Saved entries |
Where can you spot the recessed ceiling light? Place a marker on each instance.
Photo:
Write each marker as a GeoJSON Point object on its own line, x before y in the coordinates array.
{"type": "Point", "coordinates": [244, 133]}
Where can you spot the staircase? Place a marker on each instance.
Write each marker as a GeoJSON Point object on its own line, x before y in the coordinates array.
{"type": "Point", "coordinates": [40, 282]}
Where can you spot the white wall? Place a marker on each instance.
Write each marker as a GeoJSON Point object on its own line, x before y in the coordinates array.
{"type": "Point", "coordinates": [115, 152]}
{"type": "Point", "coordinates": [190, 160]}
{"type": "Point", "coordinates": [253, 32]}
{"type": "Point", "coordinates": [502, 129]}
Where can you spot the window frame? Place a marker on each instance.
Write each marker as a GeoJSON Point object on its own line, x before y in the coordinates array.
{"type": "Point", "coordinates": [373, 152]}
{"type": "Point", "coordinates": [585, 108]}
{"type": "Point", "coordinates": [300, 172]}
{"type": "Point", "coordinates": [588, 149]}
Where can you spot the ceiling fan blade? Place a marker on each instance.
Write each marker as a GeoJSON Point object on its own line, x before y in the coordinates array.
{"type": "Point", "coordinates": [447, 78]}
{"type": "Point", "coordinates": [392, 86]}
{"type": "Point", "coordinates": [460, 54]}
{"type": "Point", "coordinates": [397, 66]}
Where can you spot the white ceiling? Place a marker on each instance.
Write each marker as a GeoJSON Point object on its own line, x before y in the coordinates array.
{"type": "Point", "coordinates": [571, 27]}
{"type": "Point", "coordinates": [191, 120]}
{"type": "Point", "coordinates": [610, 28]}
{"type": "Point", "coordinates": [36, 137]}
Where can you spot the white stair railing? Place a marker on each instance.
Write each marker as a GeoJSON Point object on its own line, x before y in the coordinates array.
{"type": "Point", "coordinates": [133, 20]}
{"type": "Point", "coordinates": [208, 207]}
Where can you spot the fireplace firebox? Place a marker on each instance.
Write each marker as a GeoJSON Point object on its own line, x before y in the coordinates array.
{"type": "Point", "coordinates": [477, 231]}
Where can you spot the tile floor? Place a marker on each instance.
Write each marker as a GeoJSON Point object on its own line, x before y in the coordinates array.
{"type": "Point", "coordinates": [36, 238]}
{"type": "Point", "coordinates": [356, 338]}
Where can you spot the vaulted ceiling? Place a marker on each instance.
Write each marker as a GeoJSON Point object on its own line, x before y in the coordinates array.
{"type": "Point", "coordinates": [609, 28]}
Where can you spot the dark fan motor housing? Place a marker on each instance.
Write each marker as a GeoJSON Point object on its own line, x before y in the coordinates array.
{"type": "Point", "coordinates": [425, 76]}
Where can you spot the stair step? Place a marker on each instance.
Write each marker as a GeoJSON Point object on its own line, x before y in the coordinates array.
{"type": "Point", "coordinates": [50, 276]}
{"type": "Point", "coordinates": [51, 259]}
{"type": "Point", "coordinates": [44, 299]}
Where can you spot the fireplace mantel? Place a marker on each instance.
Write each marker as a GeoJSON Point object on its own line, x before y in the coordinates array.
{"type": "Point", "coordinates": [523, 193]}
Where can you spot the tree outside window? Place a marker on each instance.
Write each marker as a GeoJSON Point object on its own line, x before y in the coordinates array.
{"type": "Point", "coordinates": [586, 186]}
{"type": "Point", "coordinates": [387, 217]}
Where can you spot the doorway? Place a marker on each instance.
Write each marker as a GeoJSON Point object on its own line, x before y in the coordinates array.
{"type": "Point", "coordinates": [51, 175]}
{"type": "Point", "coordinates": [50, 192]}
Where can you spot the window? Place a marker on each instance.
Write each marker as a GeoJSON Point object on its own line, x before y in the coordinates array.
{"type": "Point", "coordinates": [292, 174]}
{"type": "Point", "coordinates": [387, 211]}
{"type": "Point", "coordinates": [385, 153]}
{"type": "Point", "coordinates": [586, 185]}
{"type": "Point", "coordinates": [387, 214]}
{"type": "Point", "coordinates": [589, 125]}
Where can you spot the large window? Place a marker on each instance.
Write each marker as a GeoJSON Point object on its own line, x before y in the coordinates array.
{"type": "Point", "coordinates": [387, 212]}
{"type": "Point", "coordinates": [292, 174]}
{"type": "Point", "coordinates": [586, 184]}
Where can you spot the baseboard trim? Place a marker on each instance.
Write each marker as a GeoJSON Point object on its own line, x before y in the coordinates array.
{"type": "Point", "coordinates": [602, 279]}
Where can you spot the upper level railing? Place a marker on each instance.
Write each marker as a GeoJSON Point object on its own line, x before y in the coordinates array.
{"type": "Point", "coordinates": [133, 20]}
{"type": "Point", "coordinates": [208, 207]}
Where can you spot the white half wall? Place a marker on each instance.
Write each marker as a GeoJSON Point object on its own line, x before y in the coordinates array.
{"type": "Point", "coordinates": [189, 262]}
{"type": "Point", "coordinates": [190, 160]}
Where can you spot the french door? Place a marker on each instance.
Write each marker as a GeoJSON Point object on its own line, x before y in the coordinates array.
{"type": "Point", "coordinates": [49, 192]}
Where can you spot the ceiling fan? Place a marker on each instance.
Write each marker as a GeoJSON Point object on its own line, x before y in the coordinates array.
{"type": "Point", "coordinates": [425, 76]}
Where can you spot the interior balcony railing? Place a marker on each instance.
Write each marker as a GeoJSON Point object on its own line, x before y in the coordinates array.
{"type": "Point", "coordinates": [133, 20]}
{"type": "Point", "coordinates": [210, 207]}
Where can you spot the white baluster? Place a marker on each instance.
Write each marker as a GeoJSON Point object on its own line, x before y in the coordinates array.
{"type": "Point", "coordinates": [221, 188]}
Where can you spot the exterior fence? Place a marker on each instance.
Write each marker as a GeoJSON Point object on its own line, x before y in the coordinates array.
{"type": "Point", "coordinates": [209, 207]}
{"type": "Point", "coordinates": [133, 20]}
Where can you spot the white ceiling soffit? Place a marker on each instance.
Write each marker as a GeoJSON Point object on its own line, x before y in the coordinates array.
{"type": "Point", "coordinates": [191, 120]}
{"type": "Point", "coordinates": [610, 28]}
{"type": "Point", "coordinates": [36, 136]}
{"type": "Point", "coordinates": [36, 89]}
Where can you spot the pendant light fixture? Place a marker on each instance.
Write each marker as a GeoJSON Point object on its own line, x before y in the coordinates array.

EXERCISE AIM | Return all of the data precisely as it appears.

SOLUTION |
Where can you spot the recessed ceiling light? Place a marker on each instance.
Photo:
Write each marker as a GeoJSON Point object on its own line, x before y in the coordinates array.
{"type": "Point", "coordinates": [244, 133]}
Where can you spot the staircase? Place a marker on each instance.
Write each marker as a GeoJSON Point object on its own line, x before y in the coordinates array.
{"type": "Point", "coordinates": [40, 282]}
Where can you spot the white wall? Place a marker on each instance.
Write each marker as a GeoJSON Point object on its own line, x before y in the coordinates array.
{"type": "Point", "coordinates": [115, 152]}
{"type": "Point", "coordinates": [190, 160]}
{"type": "Point", "coordinates": [253, 32]}
{"type": "Point", "coordinates": [502, 129]}
Where can you spot the window frame? Place a marker on each instance.
Write each marker as a GeoJSON Point object on its own line, x before y in the coordinates array.
{"type": "Point", "coordinates": [373, 152]}
{"type": "Point", "coordinates": [585, 108]}
{"type": "Point", "coordinates": [300, 172]}
{"type": "Point", "coordinates": [588, 149]}
Where can you spot the ceiling fan blade? Place a marker on each instance.
Write each marker as a GeoJSON Point object on its own line, x before y in the coordinates array.
{"type": "Point", "coordinates": [447, 78]}
{"type": "Point", "coordinates": [392, 86]}
{"type": "Point", "coordinates": [460, 54]}
{"type": "Point", "coordinates": [397, 66]}
Where can you spot the white ceiling? Place a marker on each instance.
Write each marker as a GeoJSON Point object on its own line, x before y in the coordinates array.
{"type": "Point", "coordinates": [571, 27]}
{"type": "Point", "coordinates": [191, 120]}
{"type": "Point", "coordinates": [610, 28]}
{"type": "Point", "coordinates": [36, 137]}
Where can you spot the white stair railing? Place a marker on each instance.
Write each marker as a GeoJSON Point object on its own line, x before y in the coordinates array.
{"type": "Point", "coordinates": [133, 20]}
{"type": "Point", "coordinates": [208, 207]}
Where can you spot the fireplace firebox? Place a marker on each instance.
Write each marker as a GeoJSON Point object on its own line, x before y in the coordinates array.
{"type": "Point", "coordinates": [477, 231]}
Where can you spot the tile floor? Place a marker on each instance.
Write each marker as a GeoJSON Point object on its own line, x before y in the coordinates array.
{"type": "Point", "coordinates": [36, 238]}
{"type": "Point", "coordinates": [356, 338]}
Where can you spot the vaulted ceiling? Place a marker on each instance.
Write each marker as a GeoJSON Point object on its own line, x before y in the coordinates array.
{"type": "Point", "coordinates": [609, 28]}
Where can you spot the dark fan motor housing? Place a marker on each instance.
Write each marker as a GeoJSON Point object on its own line, x before y in the coordinates array.
{"type": "Point", "coordinates": [425, 76]}
Where can you spot the stair step? Place a marker on each instance.
Write each marker as a GeoJSON Point object on its own line, x before y in the coordinates array.
{"type": "Point", "coordinates": [50, 276]}
{"type": "Point", "coordinates": [51, 259]}
{"type": "Point", "coordinates": [44, 299]}
Where can you spot the fireplace mantel? Place a marker on each instance.
Write each marker as a GeoJSON Point object on its own line, x before y in the coordinates array.
{"type": "Point", "coordinates": [523, 193]}
Where can you spot the tree outside window? Place a marker on each instance.
Write each marker as a GeoJSON Point object on its own line, x before y in the coordinates array.
{"type": "Point", "coordinates": [586, 186]}
{"type": "Point", "coordinates": [387, 217]}
Where can you spot the doorway? Place a marker on each instance.
Write each marker as a GeoJSON Point object on its own line, x before y in the coordinates array.
{"type": "Point", "coordinates": [51, 175]}
{"type": "Point", "coordinates": [50, 192]}
Where can you spot the window? Place a marker on each instance.
Write each marker as a GeoJSON Point object on its own line, x before y in the coordinates array.
{"type": "Point", "coordinates": [292, 174]}
{"type": "Point", "coordinates": [387, 211]}
{"type": "Point", "coordinates": [385, 153]}
{"type": "Point", "coordinates": [586, 185]}
{"type": "Point", "coordinates": [387, 214]}
{"type": "Point", "coordinates": [589, 125]}
Where can you spot the large window? Place a marker on each instance.
Write each marker as a GeoJSON Point object on its own line, x before y in the coordinates array.
{"type": "Point", "coordinates": [387, 212]}
{"type": "Point", "coordinates": [292, 174]}
{"type": "Point", "coordinates": [586, 184]}
Where can you spot the baseboard trim? Place a marker on each instance.
Write each marker as a GeoJSON Point object on its own line, x before y in the coordinates array.
{"type": "Point", "coordinates": [602, 279]}
Where can you spot the upper level railing? Place a marker on each instance.
Write each marker as a GeoJSON Point object on its own line, x before y in the coordinates array.
{"type": "Point", "coordinates": [133, 20]}
{"type": "Point", "coordinates": [208, 207]}
Where can you spot the white half wall? Place a marker on each instance.
Write each marker as a GeoJSON Point object on its own line, x before y in the coordinates array.
{"type": "Point", "coordinates": [189, 262]}
{"type": "Point", "coordinates": [190, 160]}
Where can you spot the french door? Place a marker on each instance.
Write each marker as a GeoJSON Point object on its own line, x before y in the coordinates array.
{"type": "Point", "coordinates": [49, 192]}
Where can you spot the ceiling fan? Place a marker on each instance.
Write each marker as a GeoJSON Point object on its own line, x before y in the coordinates array.
{"type": "Point", "coordinates": [425, 76]}
Where can you spot the interior balcony railing? Place a marker on each instance.
Write each marker as a GeoJSON Point object on its own line, x before y in the coordinates array.
{"type": "Point", "coordinates": [133, 20]}
{"type": "Point", "coordinates": [210, 207]}
Where can you spot the white baluster? Place a marker on each instance.
Write each marker as a GeoJSON Point object on its own line, x before y in the coordinates array.
{"type": "Point", "coordinates": [221, 188]}
Where can you spot the exterior fence? Place a marker on each instance.
Write each marker as a GeoJSON Point object on its own line, x before y in the coordinates array.
{"type": "Point", "coordinates": [209, 207]}
{"type": "Point", "coordinates": [133, 20]}
Where can you spot the white ceiling soffit? Place a marker on each instance.
Write each marker as a GeoJSON Point object on its own line, x before y in the coordinates array.
{"type": "Point", "coordinates": [191, 120]}
{"type": "Point", "coordinates": [610, 28]}
{"type": "Point", "coordinates": [36, 136]}
{"type": "Point", "coordinates": [36, 89]}
Where can you spot the pendant light fixture? Place a marker on each instance.
Write each marker as a GeoJSON Point object on its own line, x before y in the coordinates array.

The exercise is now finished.